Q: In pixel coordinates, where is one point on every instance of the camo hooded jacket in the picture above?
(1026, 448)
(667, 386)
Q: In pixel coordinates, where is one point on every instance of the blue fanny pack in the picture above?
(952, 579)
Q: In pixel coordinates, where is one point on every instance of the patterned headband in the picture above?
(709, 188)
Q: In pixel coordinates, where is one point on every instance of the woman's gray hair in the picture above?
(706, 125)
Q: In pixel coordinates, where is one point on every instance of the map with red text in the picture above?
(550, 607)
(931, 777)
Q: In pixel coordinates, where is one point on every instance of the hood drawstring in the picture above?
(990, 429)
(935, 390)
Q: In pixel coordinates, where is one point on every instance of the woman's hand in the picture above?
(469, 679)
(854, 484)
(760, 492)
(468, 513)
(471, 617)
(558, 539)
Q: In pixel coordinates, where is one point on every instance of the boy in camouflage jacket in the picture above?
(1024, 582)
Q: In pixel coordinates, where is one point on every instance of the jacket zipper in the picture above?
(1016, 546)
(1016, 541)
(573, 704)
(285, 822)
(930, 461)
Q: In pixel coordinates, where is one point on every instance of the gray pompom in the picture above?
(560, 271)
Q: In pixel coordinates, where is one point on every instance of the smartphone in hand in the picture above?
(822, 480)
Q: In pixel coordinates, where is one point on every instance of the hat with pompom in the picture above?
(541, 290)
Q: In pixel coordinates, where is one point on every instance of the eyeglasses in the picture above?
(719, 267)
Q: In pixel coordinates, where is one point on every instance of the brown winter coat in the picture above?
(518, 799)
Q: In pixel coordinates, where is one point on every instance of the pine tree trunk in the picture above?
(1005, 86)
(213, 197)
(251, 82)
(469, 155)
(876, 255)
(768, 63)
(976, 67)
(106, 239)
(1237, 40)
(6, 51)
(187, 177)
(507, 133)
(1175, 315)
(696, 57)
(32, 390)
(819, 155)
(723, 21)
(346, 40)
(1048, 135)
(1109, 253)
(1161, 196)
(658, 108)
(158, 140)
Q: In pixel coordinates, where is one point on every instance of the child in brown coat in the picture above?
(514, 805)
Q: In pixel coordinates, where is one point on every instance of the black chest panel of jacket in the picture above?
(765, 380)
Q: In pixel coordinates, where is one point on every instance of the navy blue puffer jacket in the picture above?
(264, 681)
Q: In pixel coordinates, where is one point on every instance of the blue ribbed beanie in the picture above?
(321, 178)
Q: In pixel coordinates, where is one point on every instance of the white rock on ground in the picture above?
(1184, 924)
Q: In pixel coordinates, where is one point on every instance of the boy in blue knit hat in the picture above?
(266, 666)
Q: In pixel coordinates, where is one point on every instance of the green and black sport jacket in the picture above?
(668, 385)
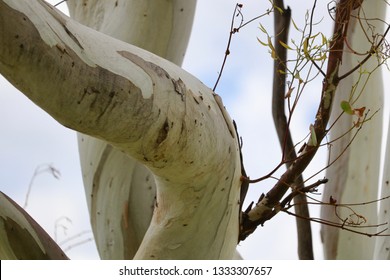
· · ·
§ GOAL
How many lines above contain the word "jacket"? Give only the number.

§ RESPONSE TO THIS TASK
6